◆ **Extract**
►
We often talk about teaching basic “commands” to our toddlers. Teaching your toddler to come to you when called is one that needs to be taught early. To me, this is a safety concern once they are walking/running and independent. We practiced (and still do) all day long to make sure she understood what I meant. I came up with a simple request that made things so much easier for her-“come touch Mama’s leg”. She now knows to come ALL the way over to me and touch me before her response can be called a success!
Teaching your child to wait comes in as a close second as one of the best commands we’ve taught our daughter. She applies this to SOOOO much!
Daniel Tiger says “If you have to go potty, stop and go right away”. In the potty episode, they make sure that their toys/activity have a sign on them so no one else touches it while they are gone in the bathroom. We turned this into having things “wait” for Caroline. If she’s watching a show, playing with a toy, etc… we say that “it will wait for you”. She repeats “wait” and even puts her hand out to stop the item from moving! LOL! Cutest thing ever by the way!
If she has to go potty and we are not near a bathroom. We can tell her that she needs to wait. She
repeats the word and understands that she has to hold it until we find a bathroom or get home. This has prevented a lot of accidents.
When she wants something
If our daughter is making a request, and we need her to wait, she understands this as well. She understands now that Mama is busy and she needs to wait, but that I will help her when I’m done. Or that we are going to wait in line at the grocery store. She has become pretty patient with these scenarios, since she now understands what is going to happen, and that there is an end to the wait time. At her gymnastics class, all she wants to do is the bar. It is the last activity that we do. So, the entire class, she asks for the “bar”. I tell her we have to wait and stay with the class. She says “wait” and calms down for several minutes before asking again. She understands that we’ll get there at some point, just not right now.
◄
◆ **What the task requires**
Reproduce the post about teaching a toddler to come when called and to wait, word for word and in full.

(Saved data entries)
►
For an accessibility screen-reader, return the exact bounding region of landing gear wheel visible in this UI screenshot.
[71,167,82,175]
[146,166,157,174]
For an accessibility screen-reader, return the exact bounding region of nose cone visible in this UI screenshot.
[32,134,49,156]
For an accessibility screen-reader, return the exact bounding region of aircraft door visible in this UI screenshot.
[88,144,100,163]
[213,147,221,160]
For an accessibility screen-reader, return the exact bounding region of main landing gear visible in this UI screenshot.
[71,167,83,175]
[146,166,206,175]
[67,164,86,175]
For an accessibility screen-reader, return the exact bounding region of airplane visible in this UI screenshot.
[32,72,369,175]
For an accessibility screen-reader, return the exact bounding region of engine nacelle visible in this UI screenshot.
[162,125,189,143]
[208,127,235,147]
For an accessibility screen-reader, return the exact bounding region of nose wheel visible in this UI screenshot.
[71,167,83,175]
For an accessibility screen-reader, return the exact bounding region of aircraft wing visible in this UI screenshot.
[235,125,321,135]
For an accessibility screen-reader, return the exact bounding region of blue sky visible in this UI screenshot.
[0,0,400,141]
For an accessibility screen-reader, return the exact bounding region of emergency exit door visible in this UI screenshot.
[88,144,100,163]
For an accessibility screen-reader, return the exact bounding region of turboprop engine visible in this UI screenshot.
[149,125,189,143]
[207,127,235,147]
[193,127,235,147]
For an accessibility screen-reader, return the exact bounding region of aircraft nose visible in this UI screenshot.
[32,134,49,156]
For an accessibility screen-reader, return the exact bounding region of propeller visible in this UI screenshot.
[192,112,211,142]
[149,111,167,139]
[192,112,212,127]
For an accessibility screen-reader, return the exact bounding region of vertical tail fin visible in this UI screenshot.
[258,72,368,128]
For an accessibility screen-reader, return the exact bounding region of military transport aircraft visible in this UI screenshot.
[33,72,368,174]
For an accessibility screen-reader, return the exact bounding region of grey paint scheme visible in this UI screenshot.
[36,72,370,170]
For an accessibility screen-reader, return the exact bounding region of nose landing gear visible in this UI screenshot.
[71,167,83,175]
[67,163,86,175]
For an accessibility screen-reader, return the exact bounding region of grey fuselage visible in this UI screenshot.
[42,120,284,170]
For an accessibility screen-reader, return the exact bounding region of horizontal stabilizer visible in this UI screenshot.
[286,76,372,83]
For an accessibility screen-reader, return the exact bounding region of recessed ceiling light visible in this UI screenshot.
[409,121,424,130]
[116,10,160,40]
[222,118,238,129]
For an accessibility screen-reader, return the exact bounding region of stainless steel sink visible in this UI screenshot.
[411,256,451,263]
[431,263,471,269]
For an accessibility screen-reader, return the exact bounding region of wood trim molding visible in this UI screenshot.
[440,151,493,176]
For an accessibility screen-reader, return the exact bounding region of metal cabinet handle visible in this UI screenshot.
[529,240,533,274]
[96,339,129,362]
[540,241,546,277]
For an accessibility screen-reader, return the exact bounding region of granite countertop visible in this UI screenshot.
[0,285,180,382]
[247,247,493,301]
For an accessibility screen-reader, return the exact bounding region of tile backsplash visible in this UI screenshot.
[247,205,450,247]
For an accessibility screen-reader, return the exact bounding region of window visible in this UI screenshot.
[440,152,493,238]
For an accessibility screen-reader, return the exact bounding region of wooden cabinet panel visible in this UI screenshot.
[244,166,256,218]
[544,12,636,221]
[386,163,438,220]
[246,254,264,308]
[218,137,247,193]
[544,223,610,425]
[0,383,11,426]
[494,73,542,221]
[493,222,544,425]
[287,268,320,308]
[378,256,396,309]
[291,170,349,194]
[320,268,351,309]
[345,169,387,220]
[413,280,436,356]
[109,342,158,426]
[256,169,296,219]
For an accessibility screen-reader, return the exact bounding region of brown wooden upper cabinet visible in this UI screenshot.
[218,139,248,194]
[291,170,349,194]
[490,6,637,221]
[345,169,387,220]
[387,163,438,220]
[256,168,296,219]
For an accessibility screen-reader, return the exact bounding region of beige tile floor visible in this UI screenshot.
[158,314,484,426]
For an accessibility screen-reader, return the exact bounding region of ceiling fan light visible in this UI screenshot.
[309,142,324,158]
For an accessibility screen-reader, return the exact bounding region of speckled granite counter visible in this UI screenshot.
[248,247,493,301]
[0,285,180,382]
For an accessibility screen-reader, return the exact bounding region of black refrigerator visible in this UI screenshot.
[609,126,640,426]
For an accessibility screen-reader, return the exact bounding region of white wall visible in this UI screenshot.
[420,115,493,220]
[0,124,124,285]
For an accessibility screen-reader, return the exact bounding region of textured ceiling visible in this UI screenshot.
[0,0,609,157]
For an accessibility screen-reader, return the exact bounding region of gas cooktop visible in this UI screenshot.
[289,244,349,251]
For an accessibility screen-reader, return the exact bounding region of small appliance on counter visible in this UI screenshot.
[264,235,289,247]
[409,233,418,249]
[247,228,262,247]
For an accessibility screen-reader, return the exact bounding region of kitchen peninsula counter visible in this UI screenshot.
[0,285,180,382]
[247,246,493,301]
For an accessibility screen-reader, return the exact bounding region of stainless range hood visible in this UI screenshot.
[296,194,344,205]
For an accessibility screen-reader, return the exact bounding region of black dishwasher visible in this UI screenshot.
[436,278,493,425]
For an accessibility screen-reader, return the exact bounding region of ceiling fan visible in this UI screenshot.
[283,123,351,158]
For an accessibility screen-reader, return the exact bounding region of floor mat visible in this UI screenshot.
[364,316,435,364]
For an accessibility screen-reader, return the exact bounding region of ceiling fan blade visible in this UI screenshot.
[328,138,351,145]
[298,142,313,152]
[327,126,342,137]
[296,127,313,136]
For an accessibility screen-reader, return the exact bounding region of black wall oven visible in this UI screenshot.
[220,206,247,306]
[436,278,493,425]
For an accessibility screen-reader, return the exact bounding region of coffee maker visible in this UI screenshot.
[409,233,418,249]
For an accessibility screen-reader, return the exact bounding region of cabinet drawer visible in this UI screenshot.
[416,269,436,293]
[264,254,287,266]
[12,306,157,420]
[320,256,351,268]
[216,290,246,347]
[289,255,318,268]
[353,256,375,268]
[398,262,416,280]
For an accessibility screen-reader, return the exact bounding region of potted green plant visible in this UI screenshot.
◄
◆ **Exercise result**
We often talk about teaching basic “commands” to our toddlers. Teaching your toddler to come to you when called is one that needs to be taught early. To me, this is a safety concern once they are walking/running and independent. We practiced (and still do) all day long to make sure she understood what I meant. I came up with a simple request that made things so much easier for her-“come touch Mama’s leg”. She now knows to come ALL the way over to me and touch me before her response can be called a success!
Teaching your child to wait comes in as a close second as one of the best commands we’ve taught our daughter. She applies this to SOOOO much!
Daniel Tiger says “If you have to go potty, stop and go right away”. In the potty episode, they make sure that their toys/activity have a sign on them so no one else touches it while they are gone in the bathroom. We turned this into having things “wait” for Caroline. If she’s watching a show, playing with a toy, etc… we say that “it will wait for you”. She repeats “wait” and even puts her hand out to stop the item from moving! LOL! Cutest thing ever by the way!
If she has to go potty and we are not near a bathroom. We can tell her that she needs to wait. She
repeats the word and understands that she has to hold it until we find a bathroom or get home. This has prevented a lot of accidents.
When she wants something
If our daughter is making a request, and we need her to wait, she understands this as well. She understands now that Mama is busy and she needs to wait, but that I will help her when I’m done. Or that we are going to wait in line at the grocery store. She has become pretty patient with these scenarios, since she now understands what is going to happen, and that there is an end to the wait time. At her gymnastics class, all she wants to do is the bar. It is the last activity that we do. So, the entire class, she asks for the “bar”. I tell her we have to wait and stay with the class. She says “wait” and calms down for several minutes before asking again. She understands that we’ll get there at some point, just not right now.